» Document segment:
•••

By Motoaki Kamiura, Military Analyst
Translated by Alan Gleason
The Japan-U.S. Status of Forces Agreement (SOFA) is the treaty under which Japan provides bases on its soil for use by the U.S. military. SOFA also stipulates various forms of preferential treatment for the troops and civilian staff stationed on those bases and their families.
Among these perquisites are exemption from taxation, and immunity from interrogation or arrest when crimes are committed by base personnel on duty. If, for example, an on-duty U.S. soldier is driving a car off-base and causes a fatal traffic accident through his own negligence, the Japanese police cannot arrest him.
Except for heinous crimes such as murder, arson, or rape, American troops need not turn themselves over to Japanese law enforcement officers until they are actually indicted. That makes it difficult if not impossible for the Japanese to conduct effective investigations of such cases.

•••

Extracted records
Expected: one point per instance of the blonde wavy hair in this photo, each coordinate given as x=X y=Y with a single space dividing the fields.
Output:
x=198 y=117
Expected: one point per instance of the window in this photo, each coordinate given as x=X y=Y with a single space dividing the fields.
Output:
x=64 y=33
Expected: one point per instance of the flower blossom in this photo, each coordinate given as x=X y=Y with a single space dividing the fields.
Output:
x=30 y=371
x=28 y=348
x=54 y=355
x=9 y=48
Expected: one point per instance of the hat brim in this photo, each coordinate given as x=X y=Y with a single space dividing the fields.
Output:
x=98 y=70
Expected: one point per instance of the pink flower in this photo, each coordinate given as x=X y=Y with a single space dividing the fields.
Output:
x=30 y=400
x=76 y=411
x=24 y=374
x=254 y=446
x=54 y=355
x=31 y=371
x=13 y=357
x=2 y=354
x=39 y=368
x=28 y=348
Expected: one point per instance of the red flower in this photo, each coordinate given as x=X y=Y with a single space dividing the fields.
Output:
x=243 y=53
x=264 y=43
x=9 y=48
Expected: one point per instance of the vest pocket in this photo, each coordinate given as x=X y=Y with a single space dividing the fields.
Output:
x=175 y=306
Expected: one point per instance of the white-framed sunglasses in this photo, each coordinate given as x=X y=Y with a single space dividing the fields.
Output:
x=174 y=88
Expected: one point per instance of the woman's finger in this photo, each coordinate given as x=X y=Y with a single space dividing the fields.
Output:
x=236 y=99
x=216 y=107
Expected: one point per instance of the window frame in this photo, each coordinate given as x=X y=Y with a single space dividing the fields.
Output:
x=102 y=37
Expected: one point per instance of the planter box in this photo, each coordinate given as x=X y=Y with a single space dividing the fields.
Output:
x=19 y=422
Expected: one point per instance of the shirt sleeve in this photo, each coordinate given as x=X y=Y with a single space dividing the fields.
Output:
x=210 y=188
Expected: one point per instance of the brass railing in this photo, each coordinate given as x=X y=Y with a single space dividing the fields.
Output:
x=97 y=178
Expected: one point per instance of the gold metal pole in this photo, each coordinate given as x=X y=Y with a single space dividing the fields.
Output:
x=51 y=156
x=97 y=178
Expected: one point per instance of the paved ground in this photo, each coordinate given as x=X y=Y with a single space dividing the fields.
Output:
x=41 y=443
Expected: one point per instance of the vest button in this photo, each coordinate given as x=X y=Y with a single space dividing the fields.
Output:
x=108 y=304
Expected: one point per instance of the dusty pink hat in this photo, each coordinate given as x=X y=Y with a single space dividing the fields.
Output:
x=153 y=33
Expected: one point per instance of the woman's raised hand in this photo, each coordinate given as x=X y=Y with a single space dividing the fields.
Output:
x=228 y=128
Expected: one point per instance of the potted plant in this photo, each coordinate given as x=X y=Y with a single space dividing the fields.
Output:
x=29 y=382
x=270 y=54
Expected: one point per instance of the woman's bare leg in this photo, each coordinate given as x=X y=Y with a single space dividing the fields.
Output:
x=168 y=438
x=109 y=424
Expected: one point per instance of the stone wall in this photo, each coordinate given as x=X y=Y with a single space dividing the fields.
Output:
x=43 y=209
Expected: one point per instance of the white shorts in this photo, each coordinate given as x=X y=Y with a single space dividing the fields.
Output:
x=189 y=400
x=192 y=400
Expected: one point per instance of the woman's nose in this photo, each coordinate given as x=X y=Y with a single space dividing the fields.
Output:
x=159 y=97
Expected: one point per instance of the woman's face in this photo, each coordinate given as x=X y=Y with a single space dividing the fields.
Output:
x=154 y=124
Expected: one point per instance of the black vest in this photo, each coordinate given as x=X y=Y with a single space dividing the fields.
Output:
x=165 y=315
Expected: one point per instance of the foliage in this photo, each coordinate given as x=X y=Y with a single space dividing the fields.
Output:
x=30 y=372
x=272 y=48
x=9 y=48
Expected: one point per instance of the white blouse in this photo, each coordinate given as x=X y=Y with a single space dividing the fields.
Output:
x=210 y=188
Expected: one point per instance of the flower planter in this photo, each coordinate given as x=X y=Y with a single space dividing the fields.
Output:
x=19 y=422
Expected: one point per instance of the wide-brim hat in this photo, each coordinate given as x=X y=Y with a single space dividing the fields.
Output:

•••

» To be done:
Copy word for word the part of the passage on the Japan-U.S. Status of Forces Agreement that starts with the words "Among these perquisites" and ends with "cannot arrest him.". The data has nothing to do with the work here.

» Output:
Among these perquisites are exemption from taxation, and immunity from interrogation or arrest when crimes are committed by base personnel on duty. If, for example, an on-duty U.S. soldier is driving a car off-base and causes a fatal traffic accident through his own negligence, the Japanese police cannot arrest him.